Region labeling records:
-*-

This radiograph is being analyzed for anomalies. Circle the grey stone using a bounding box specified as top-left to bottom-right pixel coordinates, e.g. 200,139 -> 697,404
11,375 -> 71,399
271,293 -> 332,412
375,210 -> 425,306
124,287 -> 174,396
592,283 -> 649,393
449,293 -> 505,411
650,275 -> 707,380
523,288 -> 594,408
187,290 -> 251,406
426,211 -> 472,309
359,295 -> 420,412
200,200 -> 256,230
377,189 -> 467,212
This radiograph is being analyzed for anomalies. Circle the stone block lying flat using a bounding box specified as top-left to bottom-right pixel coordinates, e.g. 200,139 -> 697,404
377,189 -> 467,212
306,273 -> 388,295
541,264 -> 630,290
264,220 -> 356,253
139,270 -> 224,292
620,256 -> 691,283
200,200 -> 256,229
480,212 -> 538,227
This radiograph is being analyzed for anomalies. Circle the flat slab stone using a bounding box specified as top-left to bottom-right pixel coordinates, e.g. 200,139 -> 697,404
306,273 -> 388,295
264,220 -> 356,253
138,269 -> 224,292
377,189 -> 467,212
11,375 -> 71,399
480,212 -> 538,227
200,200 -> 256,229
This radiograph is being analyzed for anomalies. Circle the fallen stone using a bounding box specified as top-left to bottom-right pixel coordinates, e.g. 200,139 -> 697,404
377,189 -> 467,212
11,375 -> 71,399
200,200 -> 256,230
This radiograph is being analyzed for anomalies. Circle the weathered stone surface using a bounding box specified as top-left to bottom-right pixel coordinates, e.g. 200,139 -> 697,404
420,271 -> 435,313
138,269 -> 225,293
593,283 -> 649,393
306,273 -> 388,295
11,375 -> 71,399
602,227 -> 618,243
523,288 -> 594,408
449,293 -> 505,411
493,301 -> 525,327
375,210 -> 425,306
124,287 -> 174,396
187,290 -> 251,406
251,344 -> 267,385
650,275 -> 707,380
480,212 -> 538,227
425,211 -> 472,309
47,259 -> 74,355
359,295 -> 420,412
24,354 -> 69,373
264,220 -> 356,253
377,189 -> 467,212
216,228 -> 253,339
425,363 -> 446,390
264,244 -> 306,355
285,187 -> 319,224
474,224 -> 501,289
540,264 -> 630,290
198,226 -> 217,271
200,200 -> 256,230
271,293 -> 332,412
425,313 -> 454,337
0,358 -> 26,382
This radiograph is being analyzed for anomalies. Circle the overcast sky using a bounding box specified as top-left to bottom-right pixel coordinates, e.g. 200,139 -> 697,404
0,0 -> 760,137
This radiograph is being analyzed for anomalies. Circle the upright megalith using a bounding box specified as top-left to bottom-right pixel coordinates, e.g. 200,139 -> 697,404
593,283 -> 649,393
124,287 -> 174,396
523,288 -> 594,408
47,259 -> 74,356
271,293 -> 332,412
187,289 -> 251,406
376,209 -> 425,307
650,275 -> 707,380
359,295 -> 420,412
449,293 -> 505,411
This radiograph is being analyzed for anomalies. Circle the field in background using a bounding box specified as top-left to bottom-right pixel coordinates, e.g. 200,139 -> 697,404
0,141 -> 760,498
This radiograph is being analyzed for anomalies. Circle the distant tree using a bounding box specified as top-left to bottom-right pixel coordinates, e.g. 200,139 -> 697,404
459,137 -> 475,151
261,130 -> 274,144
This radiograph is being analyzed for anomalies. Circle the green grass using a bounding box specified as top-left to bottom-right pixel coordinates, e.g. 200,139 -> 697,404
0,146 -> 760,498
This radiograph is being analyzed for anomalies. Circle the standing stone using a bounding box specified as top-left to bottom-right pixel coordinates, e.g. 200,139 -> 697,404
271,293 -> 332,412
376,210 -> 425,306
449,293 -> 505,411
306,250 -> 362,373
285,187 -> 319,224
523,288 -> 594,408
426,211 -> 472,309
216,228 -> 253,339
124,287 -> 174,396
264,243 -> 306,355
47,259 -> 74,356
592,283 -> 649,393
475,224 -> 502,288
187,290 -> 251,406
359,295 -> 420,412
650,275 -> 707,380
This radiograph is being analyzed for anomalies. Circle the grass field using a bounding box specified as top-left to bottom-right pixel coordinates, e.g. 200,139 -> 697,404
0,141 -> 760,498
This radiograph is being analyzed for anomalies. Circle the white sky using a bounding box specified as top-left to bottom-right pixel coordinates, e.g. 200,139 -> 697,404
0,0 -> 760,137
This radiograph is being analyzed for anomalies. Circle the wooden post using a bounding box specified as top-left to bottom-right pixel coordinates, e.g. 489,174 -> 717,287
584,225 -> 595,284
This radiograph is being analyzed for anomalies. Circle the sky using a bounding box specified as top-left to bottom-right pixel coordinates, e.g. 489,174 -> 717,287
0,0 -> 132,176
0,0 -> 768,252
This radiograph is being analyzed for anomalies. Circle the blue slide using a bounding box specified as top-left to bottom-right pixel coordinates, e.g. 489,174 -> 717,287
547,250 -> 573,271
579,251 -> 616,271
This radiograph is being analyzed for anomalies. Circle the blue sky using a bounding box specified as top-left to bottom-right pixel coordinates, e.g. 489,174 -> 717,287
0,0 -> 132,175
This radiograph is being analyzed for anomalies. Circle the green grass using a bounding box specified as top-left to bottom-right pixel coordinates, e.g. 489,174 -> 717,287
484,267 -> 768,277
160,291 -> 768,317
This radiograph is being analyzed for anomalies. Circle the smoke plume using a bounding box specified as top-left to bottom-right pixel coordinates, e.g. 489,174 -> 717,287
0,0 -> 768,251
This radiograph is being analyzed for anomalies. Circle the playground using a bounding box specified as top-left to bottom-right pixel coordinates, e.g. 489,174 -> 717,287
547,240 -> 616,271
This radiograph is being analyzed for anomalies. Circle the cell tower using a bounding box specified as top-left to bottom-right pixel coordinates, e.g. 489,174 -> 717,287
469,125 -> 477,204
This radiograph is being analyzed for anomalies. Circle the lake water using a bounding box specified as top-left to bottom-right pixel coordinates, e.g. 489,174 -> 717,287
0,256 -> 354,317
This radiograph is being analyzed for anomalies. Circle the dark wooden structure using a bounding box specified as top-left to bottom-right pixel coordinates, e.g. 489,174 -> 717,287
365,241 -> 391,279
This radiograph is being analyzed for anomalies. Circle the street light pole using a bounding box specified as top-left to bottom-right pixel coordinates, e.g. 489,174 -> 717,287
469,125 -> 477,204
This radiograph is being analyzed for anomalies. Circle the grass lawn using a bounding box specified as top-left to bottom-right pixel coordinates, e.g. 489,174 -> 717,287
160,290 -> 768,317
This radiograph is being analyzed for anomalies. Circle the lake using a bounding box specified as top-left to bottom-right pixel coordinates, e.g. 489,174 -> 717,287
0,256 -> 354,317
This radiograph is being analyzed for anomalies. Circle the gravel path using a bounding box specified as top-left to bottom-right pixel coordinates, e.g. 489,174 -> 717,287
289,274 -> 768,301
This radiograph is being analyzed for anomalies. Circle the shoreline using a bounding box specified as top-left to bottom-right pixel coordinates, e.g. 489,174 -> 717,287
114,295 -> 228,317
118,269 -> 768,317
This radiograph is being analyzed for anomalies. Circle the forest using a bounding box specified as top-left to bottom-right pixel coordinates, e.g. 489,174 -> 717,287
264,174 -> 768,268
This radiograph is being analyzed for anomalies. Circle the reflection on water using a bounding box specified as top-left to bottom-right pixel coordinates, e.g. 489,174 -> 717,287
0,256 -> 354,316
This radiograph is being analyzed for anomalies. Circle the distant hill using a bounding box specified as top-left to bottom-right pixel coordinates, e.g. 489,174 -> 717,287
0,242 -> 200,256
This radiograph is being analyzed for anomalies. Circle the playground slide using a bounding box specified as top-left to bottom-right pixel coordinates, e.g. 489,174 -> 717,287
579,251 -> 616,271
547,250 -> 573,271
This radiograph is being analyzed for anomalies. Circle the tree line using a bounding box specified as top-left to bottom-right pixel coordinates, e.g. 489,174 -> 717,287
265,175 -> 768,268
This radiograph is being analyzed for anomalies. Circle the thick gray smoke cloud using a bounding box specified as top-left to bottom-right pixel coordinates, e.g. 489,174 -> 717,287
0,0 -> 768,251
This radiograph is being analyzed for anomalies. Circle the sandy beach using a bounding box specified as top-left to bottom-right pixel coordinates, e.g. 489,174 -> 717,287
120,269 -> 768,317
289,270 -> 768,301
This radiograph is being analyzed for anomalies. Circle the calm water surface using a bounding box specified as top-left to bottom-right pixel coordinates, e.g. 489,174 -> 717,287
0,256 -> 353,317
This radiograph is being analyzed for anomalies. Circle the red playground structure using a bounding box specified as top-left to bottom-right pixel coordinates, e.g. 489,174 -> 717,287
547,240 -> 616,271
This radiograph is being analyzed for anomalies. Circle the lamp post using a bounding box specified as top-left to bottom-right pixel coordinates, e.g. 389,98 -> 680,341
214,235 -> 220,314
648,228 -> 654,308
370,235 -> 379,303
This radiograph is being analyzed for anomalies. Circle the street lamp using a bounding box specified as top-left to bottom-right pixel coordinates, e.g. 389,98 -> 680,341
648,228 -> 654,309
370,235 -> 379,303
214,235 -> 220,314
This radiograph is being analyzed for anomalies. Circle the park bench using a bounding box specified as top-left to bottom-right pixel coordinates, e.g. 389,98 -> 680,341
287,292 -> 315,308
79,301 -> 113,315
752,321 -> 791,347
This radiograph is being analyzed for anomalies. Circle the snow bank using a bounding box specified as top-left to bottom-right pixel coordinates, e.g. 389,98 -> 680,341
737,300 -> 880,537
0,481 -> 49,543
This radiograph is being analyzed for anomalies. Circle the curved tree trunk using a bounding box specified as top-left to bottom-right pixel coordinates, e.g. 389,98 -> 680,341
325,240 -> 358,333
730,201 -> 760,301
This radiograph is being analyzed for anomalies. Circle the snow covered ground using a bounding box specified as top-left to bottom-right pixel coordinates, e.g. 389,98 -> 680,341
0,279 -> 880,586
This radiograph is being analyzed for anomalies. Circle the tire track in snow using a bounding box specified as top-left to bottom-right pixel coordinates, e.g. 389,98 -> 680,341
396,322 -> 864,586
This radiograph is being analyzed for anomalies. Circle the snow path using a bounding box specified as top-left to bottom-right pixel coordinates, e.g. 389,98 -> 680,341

-*-

## What is needed
Render the lines above as a numbered list, from the line containing "Circle the wooden" down to the line containing "160,291 -> 768,317", and leave out any blank lines.

## Task response
1. This radiograph is being analyzed for anomalies. Circle the wooden post using a bounding box specified as top-left to bottom-right pixel coordinates, e.g. 489,174 -> 717,287
2. 584,225 -> 595,284
3. This radiograph is being analyzed for anomalies. Circle the sky using a bounding box specified as top-left to bottom-right pixel coordinates, e.g. 489,174 -> 717,287
4. 0,0 -> 132,176
5. 0,0 -> 768,252
6. This radiograph is being analyzed for anomalies. Circle the blue slide using a bounding box specified as top-left to bottom-right pixel coordinates, e.g. 489,174 -> 717,287
7. 547,250 -> 573,271
8. 579,251 -> 616,271
9. This radiograph is being analyzed for anomalies. Circle the blue sky using a bounding box specified as top-left to bottom-right pixel coordinates, e.g. 489,174 -> 717,287
10. 0,0 -> 132,175
11. This radiograph is being analyzed for anomalies. Circle the green grass using a bounding box specified as top-left to bottom-right pixel coordinates, e.g. 489,174 -> 717,287
12. 484,267 -> 768,277
13. 160,291 -> 768,317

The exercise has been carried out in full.